◆ Selected passage ◆
....................

The road ahead is a misnomer since we drive on plain earth, shattering and jarring our bones with every rotation of the wheel. Shortly the truck is lost inside a huge bellowing mushroom of dust and we can see only the UN car behind. We follow some pre-arranged instructions, since I have long ago given up any hope of map reading, and take a turn for out intended campsite at Maralal. Predictably we get lost as the UN car owner pokes his shining pate out and utters one of his insufferable innuendoes to no one in particular. His wife must be the only person who ever responded to them any way. Eventually we find ourselves in the camping ground that is fully overgrown with savannah. We stamp down the grass, get our foods going and the sun sets at the opportune moment. Sandy declares that the roof top is a goner; Sandy declares she needs a drink and I declare that I have nothing to declare. Post dinner we repack and lighten the car. Next day morning we emerge from the campsite to realize how dirty and dusty Maralal is.
It’s a small shallow township around and upon a lowly hillock with unkempt houses scattered like matchsticks in a marathon. We fill our tanks with gas, report at the police station that is completely unnecessary except for the purpose of some under-table monetary transaction. From the main circle we start climbing upon a hill of considerable green. I shudder to think what these roads must look in rain. We all are rolling like pendulum and at several narrow places the truck nearly seems to topple over with its extra high chassis. We guzzle water. We have a mini portable fridge in the back that works on the car battery and it completely fails to cool anything bigger than a pair of oranges. Everything is at boiling point and we must have a dust layer of at least few inches if not more. The road continues to climb and with that the outside air begins to cool. Following the truck at snail’s top speed we stall at few places. Finally the truck stops at a view point and hops out all our trippers, literally tripping over each other in the rush to vacate the leviathan. The driver points out to distant valleys and hills of the eastern Rift Valley and even to the Charangany hills beyond. He asserts that this is one of the finest views in the world and I wonder how much of the world is he talking about. There are trees around and we quickly take advantage of the shades and shadows to relieve ourselves of unwanted fluid. Then the journey resumes.
We clear the trees and then start descending. The view is good with huge forest land below us bordered with distant hills. At a point we stop again and realize it’s a curio shop for selling things that you won’t buy if you aren’t mad enough to be headed this way. The ladies went in and returned gleefully though mostly empty handed. And again like before the truck rumbles on and on like an elephant with weak knees. Lunch is done beneath a thorny bush and I knock off for a while inside the car, thankful for the coat of dust on my person since that now acts as fly-barrier.
Suddenly a shanty hamlet springs up from nowhere. We are in Baragoi. I couldn’t fathom why this place should be! Not why it should be here, but why should it simply be? A Kenyan mystery. The people are poor, the shops are rickety, the roads are just clearings. No sooner we stop we are surrounded. But no one begs for money or anything else. The tribal people only look at us. Noticing Sandy’s pink nose plastered to the window, a young fellow approaches and claims he is the guy from Baragoi and can get us anything we desire. I tell him I desire to get the hell out of here. He displays his white teeth and disappears. We resume our journey. Towards the end of the day we reach a place that immediately ranks high on my book.

....................

◆ Information supplied ◆

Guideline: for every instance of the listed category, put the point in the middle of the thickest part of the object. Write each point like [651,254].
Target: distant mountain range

....................

◆ Given task ◆
In the travel account, what does the driver claim about the view from the stop where he points out the eastern Rift Valley?

◆ Written response ◆
He claims it is one of the finest views in the world.